GIVEN REQUEST = Convert every line of the material below into a numbered list, omitting blank lines.

MATERIALS PROVIDED =

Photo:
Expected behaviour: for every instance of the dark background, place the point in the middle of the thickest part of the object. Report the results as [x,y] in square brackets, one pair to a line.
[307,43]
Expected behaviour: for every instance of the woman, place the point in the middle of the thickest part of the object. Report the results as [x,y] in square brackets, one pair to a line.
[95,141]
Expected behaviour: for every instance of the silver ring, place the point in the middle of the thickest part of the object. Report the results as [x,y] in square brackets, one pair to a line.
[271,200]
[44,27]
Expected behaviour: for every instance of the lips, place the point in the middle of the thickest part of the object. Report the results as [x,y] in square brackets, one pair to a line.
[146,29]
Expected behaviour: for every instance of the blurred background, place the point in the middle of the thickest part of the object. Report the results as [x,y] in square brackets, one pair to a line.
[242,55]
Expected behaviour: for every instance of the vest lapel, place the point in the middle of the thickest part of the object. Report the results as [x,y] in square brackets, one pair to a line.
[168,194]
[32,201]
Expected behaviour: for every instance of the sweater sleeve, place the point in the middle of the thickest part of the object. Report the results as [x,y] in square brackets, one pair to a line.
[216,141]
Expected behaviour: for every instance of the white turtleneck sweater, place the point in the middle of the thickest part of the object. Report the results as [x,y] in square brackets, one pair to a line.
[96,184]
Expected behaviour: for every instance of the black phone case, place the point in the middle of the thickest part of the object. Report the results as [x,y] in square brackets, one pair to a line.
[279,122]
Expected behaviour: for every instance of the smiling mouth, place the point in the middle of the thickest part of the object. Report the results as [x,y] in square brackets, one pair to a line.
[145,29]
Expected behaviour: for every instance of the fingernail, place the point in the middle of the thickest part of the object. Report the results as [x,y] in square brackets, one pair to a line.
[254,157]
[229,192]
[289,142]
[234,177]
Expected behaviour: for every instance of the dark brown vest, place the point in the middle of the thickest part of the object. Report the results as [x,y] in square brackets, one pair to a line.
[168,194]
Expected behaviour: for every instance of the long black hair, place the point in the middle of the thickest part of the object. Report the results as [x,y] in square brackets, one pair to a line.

CORRECT RESPONSE =
1. Photo:
2. Expected behaviour: for every instance of the dark background, place the point in the middle of the thickest part of the object. Report the results as [x,y] in square brackets, one pair to a line.
3. [307,43]
4. Expected behaviour: for every instance of the woman, place the point in the middle of the thickest part of the object. Report the results as [x,y] in square brackets, one pair to a line.
5. [95,141]
6. Expected behaviour: for every instance of the silver ring, place the point in the middle of the thickest part of the object. Report the results as [x,y] in square brackets, one pair to a line.
7. [271,200]
8. [44,27]
9. Expected behaviour: for every instance of the lips, place the point in the middle of the thickest part of the object. Report the results as [x,y] in square brackets, one pair to a line.
10. [146,29]
11. Expected behaviour: for every instance of the blurred background, place the point in the middle of the thickest part of the object. Report the results as [x,y] in square brackets, one pair to a line.
12. [242,55]
13. Expected behaviour: for every instance of the vest lapel, place the point in the middle of the thickest part of the object. Report the results as [x,y] in square brackets, one pair to a line.
14. [168,194]
15. [32,201]
16. Expected behaviour: for every instance of the sweater sleeve, place the point in the middle of the thickest part of the object. Report the results as [x,y] in square brackets, one pair to a line.
17. [216,141]
18. Expected behaviour: for every instance of the white turtleneck sweater, place the point in the middle of the thickest part of the object. Report the results as [x,y] in square brackets, one pair to a line.
19. [96,184]
20. Expected behaviour: for every instance of the black phone case, place the point in the middle of the thickest part of the object. Report the results as [x,y] in square brackets, one pair to a line.
21. [279,122]
22. Expected behaviour: for every instance of the smiling mouth, place the point in the middle of the thickest part of the object. Report the results as [x,y] in square brackets, one pair to a line.
23. [145,29]
24. Expected behaviour: for every instance of the fingernail, place the point in the middle of the thickest part of the object. Report the results as [x,y] in square brackets, one pair to a line.
25. [254,157]
26. [229,192]
27. [289,142]
28. [234,177]
29. Expected behaviour: for every instance of the dark brown vest, place the point in the middle of the thickest part of the object. Report the results as [x,y] in square brackets, one pair to a line.
30. [168,194]
31. Expected behaviour: for every instance of the long black hair, place the point in the middle of the thickest part of the object. Report the results as [x,y] in square brackets, one pair to a line.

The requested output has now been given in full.